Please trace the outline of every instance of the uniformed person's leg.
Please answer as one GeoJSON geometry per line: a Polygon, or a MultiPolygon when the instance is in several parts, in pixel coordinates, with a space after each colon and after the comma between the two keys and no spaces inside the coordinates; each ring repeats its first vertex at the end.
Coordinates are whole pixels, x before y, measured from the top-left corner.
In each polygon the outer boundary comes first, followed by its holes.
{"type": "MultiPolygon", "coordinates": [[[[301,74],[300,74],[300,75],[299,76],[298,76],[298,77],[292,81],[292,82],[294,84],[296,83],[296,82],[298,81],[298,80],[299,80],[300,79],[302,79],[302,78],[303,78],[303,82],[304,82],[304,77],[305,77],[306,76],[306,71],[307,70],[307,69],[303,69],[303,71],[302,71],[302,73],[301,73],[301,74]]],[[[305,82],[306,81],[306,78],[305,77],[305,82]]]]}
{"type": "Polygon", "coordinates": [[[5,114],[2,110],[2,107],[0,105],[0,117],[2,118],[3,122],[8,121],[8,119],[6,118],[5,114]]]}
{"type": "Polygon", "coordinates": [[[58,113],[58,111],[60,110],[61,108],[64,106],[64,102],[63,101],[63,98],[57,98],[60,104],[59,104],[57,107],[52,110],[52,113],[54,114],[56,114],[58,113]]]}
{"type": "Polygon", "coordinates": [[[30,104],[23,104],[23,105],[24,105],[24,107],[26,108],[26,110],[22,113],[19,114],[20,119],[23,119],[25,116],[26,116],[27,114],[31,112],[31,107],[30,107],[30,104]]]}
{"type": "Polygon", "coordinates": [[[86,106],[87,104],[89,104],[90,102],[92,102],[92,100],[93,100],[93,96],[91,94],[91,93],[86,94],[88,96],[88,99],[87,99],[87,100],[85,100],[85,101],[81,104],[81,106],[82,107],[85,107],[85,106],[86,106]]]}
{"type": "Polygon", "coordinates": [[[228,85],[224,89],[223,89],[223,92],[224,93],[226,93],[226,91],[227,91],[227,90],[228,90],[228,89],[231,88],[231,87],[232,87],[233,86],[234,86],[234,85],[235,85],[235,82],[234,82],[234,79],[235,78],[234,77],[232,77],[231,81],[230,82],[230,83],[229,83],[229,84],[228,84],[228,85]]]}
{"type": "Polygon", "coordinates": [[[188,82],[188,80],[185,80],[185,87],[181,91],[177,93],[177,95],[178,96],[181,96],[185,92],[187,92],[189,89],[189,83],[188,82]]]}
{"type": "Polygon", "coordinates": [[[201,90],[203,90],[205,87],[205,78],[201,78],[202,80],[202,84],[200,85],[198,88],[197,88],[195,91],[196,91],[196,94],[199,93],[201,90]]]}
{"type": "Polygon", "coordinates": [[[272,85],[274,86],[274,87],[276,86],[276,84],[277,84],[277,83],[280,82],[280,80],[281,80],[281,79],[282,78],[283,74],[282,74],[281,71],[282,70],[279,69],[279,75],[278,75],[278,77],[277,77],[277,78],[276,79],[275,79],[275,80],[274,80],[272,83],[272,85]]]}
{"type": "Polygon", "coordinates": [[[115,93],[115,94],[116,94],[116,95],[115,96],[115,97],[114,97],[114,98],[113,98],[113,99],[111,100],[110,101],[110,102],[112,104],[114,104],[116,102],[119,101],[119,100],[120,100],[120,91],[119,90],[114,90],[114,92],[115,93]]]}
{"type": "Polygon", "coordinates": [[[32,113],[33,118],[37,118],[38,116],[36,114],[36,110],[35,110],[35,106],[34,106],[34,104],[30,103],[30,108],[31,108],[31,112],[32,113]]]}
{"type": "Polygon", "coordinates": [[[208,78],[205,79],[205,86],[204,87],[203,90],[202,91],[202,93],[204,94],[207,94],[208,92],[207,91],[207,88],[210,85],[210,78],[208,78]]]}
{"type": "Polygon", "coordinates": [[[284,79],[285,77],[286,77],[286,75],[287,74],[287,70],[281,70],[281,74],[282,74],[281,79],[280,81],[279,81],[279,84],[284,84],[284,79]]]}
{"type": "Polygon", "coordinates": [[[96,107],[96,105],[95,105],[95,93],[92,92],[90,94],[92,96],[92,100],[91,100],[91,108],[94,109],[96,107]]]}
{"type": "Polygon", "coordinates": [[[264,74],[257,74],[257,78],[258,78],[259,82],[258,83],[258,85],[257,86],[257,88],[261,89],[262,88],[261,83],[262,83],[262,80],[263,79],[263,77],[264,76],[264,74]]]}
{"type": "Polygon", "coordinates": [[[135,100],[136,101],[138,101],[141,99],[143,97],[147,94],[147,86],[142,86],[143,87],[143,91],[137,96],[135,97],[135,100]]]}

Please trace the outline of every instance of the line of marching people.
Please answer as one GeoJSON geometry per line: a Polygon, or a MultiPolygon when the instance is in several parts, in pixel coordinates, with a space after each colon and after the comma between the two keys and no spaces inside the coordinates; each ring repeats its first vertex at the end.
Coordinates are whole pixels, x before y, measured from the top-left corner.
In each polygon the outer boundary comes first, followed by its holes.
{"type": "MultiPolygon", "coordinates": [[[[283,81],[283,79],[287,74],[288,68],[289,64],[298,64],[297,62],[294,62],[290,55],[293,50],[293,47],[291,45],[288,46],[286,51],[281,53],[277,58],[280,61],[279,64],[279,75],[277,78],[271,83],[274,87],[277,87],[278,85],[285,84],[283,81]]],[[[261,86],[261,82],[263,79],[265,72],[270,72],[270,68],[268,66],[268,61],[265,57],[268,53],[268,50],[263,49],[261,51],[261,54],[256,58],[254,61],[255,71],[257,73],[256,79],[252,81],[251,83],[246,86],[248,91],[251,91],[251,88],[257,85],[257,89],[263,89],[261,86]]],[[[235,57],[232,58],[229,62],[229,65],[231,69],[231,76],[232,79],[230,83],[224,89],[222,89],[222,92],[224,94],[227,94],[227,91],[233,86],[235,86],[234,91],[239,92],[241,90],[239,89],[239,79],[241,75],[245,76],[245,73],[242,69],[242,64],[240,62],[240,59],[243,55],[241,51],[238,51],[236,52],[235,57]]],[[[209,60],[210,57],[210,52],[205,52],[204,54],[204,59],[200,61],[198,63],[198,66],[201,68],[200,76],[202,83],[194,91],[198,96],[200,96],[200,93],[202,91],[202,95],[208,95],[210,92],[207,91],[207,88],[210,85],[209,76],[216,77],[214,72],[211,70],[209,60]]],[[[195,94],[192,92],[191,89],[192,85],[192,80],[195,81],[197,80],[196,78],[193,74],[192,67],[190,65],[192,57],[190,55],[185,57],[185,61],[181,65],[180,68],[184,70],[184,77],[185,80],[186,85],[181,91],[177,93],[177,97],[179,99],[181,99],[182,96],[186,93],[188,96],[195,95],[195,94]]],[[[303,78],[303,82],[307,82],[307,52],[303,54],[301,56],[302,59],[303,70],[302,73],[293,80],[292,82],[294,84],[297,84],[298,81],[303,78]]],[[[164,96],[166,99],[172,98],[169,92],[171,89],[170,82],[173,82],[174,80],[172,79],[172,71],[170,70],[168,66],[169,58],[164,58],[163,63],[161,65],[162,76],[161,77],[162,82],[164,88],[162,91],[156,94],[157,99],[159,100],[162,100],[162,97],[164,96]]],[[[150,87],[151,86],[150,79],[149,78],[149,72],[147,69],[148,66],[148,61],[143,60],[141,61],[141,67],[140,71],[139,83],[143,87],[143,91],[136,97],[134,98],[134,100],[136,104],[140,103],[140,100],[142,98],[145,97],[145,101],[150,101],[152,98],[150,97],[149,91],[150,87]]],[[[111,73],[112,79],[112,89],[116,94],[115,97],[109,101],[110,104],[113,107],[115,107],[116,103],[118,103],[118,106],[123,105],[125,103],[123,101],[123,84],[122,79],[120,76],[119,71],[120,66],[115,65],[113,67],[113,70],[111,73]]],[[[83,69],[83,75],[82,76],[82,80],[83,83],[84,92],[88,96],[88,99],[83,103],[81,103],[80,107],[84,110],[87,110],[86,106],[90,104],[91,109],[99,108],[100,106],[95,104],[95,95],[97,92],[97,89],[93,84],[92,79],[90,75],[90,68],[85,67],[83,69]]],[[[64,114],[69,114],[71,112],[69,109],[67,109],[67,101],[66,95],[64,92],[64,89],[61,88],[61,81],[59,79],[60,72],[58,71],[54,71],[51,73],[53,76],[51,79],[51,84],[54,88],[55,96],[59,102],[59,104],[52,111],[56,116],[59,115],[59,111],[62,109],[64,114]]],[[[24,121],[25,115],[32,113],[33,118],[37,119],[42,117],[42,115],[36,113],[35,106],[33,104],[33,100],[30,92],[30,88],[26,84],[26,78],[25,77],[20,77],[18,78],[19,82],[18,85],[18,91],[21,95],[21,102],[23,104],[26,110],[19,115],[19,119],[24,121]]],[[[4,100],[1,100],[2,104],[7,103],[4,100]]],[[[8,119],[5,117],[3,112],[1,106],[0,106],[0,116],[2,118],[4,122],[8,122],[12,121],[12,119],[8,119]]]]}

────────────────────────────────────────

- **Exercise objective**:
Show each line from the entries above that contains the word "every".

- **Reply**:
Please trace the outline of every instance of the uniformed person's leg.
Please trace the outline of every instance of the line of marching people.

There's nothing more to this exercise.